WORK TASK: Reproduce, without any change, the span of lines from the opening of the records below to the line containing "241L14 554H499L490 478L739", inclusive.

DATA FOR ANALYSIS:
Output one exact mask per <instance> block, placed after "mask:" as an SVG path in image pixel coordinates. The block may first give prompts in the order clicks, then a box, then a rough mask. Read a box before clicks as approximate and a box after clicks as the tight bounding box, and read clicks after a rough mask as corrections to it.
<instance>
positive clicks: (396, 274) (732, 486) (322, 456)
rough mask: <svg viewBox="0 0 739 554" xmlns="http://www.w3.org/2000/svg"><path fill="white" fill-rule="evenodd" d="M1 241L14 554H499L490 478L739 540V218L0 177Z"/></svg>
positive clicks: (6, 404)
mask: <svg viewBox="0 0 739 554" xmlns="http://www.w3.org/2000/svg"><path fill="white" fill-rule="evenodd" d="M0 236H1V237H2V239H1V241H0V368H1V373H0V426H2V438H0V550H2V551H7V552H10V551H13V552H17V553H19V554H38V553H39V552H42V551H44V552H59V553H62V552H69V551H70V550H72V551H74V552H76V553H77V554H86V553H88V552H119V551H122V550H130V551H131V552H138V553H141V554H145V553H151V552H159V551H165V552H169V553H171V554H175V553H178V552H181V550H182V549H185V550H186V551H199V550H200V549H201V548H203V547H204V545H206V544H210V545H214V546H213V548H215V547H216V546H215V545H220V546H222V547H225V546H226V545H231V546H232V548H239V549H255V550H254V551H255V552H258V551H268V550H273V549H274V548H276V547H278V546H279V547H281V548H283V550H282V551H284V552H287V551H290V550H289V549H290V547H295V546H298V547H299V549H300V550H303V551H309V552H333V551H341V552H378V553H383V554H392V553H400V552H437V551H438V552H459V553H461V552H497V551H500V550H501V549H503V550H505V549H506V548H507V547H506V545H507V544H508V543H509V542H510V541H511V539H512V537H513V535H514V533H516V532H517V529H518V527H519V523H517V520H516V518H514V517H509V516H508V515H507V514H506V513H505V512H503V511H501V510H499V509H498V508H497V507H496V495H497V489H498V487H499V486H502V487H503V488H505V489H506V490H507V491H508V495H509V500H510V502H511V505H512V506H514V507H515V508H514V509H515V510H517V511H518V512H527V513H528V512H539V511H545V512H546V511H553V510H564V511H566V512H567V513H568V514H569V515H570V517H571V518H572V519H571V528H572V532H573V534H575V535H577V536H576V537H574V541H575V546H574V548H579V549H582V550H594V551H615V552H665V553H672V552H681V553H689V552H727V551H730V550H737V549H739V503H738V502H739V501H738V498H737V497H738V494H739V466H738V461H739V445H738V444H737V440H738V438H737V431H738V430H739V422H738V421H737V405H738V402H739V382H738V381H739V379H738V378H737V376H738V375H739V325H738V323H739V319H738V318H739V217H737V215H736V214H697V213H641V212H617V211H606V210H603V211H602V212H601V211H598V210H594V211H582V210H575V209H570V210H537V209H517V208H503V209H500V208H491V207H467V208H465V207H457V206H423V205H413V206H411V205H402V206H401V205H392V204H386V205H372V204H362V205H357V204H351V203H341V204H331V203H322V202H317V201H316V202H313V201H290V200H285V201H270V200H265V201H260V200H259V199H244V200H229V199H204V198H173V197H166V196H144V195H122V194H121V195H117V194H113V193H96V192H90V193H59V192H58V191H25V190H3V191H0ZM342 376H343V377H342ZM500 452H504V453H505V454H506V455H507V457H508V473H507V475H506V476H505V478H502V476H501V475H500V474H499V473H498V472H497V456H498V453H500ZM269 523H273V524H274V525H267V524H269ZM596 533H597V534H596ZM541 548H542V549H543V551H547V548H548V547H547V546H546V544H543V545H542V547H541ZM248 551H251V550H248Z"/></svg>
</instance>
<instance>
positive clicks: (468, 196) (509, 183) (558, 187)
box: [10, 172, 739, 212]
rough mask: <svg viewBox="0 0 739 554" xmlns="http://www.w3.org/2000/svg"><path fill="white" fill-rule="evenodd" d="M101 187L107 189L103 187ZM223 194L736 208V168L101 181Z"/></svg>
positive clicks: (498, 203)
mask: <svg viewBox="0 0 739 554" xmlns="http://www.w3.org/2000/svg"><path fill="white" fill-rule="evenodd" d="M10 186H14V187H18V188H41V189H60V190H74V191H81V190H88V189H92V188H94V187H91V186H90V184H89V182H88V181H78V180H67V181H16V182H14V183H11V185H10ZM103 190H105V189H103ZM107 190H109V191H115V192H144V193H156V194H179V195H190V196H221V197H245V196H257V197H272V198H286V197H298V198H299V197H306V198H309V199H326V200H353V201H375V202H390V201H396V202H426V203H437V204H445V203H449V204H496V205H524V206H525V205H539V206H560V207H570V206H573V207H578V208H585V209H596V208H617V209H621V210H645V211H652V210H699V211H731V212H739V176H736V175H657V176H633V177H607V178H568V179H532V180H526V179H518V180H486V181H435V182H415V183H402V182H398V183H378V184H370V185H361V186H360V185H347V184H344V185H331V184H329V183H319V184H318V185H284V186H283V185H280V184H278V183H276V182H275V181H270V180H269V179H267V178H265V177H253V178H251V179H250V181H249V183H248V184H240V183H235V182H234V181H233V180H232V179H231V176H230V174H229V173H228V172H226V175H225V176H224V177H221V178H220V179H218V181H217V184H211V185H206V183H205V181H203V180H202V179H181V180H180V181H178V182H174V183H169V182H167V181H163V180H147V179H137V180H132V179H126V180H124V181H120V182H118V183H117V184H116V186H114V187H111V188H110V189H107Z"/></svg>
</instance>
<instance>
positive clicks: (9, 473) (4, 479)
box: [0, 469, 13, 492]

TASK ANSWER:
Output one exact mask per <instance> block, placed after "mask:" as an SVG path in image pixel coordinates. The block may first give prompts in the order clicks, then a box, then a rough mask. Read a box before clicks as approximate and a box after clicks as the tight bounding box, and read clicks after a rough mask as corrections to it.
<instance>
positive clicks: (396, 274) (732, 486) (322, 456)
rough mask: <svg viewBox="0 0 739 554" xmlns="http://www.w3.org/2000/svg"><path fill="white" fill-rule="evenodd" d="M1 241L14 554H499L490 478L739 540V218L0 177Z"/></svg>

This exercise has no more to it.